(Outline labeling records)
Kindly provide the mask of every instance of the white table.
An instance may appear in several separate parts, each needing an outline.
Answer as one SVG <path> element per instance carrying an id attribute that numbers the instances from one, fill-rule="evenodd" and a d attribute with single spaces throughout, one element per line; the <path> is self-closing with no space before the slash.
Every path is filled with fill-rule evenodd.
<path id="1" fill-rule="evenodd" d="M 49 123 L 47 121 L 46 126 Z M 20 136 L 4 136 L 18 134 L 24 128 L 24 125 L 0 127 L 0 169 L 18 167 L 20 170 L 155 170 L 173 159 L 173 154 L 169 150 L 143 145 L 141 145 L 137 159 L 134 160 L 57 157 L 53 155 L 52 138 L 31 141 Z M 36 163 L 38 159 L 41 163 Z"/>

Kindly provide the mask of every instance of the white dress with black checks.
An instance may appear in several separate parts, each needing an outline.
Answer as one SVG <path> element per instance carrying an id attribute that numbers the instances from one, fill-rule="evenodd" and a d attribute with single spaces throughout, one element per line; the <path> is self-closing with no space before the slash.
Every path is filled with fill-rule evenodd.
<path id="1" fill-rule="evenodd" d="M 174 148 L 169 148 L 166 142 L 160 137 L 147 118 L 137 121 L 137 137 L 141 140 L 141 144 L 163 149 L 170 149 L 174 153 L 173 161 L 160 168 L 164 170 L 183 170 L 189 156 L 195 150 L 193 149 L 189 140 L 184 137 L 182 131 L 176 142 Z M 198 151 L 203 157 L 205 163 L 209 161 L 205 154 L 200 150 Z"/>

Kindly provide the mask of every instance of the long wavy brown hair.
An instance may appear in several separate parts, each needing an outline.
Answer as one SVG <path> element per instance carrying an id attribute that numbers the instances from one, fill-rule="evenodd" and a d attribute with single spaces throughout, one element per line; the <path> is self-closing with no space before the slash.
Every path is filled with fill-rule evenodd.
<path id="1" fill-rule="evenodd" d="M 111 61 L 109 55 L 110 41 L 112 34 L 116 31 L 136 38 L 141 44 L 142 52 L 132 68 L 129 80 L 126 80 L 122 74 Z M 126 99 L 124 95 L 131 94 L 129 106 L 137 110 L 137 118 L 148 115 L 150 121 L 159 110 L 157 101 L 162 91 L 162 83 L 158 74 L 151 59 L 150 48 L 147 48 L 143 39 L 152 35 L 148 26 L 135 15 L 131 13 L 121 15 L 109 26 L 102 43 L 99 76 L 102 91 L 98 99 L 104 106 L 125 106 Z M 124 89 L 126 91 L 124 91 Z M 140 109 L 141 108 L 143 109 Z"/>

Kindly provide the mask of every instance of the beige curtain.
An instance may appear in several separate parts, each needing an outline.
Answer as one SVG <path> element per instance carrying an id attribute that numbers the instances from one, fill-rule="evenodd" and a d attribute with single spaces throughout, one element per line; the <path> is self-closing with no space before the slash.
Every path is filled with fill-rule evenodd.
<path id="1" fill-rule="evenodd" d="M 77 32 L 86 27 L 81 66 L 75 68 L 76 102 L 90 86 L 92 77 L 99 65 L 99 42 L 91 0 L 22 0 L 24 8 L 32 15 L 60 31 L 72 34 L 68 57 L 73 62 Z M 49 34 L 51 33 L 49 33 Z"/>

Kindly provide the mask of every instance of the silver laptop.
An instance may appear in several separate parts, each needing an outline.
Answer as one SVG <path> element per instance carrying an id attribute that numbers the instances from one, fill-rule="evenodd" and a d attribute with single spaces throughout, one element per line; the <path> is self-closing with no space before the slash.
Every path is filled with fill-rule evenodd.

• [THE TASK] Copy out every line of the data above, character for character, with no changes.

• [WRITTEN SOLUTION]
Kindly provide the mask of every instance of the white table.
An instance may appear in several separate parts, each needing an outline.
Answer as one SVG <path> element per instance carrying an id attribute that numbers the instances from one, fill-rule="evenodd" and a d attribute with single spaces throughout, one element per line; the <path> is self-closing with no space before the slash.
Every path is filled with fill-rule evenodd.
<path id="1" fill-rule="evenodd" d="M 49 123 L 47 121 L 46 126 Z M 20 136 L 4 136 L 18 134 L 24 128 L 24 125 L 0 127 L 0 169 L 18 167 L 20 170 L 155 170 L 173 159 L 173 154 L 169 150 L 143 145 L 141 145 L 137 159 L 134 160 L 57 157 L 53 155 L 52 138 L 31 141 Z M 36 163 L 38 159 L 41 163 Z"/>

Kindly provide the mask of every instance of the white dress with black checks.
An instance may appear in several separate parts, each needing an outline.
Answer as one SVG <path> element per instance carrying an id attribute that numbers the instances from one, fill-rule="evenodd" and a d attribute with single spaces throughout, one element per line; the <path> is self-closing with no space before the slash.
Every path is filled with fill-rule evenodd.
<path id="1" fill-rule="evenodd" d="M 174 148 L 169 148 L 166 142 L 160 137 L 147 118 L 137 121 L 137 137 L 141 140 L 141 144 L 163 149 L 170 149 L 174 153 L 173 161 L 160 168 L 164 170 L 183 170 L 189 156 L 195 150 L 193 149 L 189 140 L 184 137 L 182 131 L 176 142 Z M 198 151 L 203 157 L 205 163 L 209 161 L 205 154 L 200 150 Z"/>

Kindly provide the mask of every instance of the long wavy brown hair.
An instance may appear in several separate parts, each needing an outline.
Answer as one SVG <path> element per instance carrying an id attribute that numbers the instances from one, fill-rule="evenodd" and a d attribute with single spaces throughout, one element per line; the <path> is self-closing with no space before the slash.
Every path is filled with fill-rule evenodd.
<path id="1" fill-rule="evenodd" d="M 111 61 L 109 55 L 110 41 L 112 34 L 116 31 L 136 38 L 141 44 L 142 52 L 132 68 L 129 80 L 126 80 L 122 74 Z M 126 99 L 124 95 L 131 94 L 129 106 L 137 110 L 137 118 L 148 115 L 150 121 L 159 110 L 157 101 L 162 91 L 162 83 L 158 74 L 151 59 L 150 48 L 147 48 L 143 39 L 152 35 L 148 26 L 135 15 L 131 13 L 121 15 L 109 26 L 102 43 L 99 76 L 102 91 L 98 99 L 104 106 L 125 106 Z M 124 89 L 126 91 L 124 91 Z M 140 109 L 141 108 L 143 109 Z"/>

Kindly provide the mask of every instance of the beige curtain.
An instance may appear in several separate parts, each needing an outline.
Answer as one SVG <path> element per instance carrying an id attribute that numbers the instances from one, fill-rule="evenodd" and a d attribute with single spaces throughout, one element per line; the <path> is self-closing with no space before the slash.
Every path is filled with fill-rule evenodd.
<path id="1" fill-rule="evenodd" d="M 77 32 L 86 27 L 81 66 L 75 68 L 76 102 L 90 86 L 92 77 L 99 65 L 99 42 L 91 0 L 22 0 L 24 8 L 32 15 L 60 31 L 72 34 L 68 57 L 73 62 Z M 49 34 L 51 33 L 49 33 Z"/>

Kindly provide the mask of every instance of the silver laptop.
An instance may appear in several separate parts, each needing an outline.
Answer as one SVG <path> element per instance carrying an id attribute that numbers the instances from one, fill-rule="evenodd" and a d attribute with single spaces throughout, one element per line; the <path> is self-closing with no space before the slash.
Every path is filled with fill-rule evenodd.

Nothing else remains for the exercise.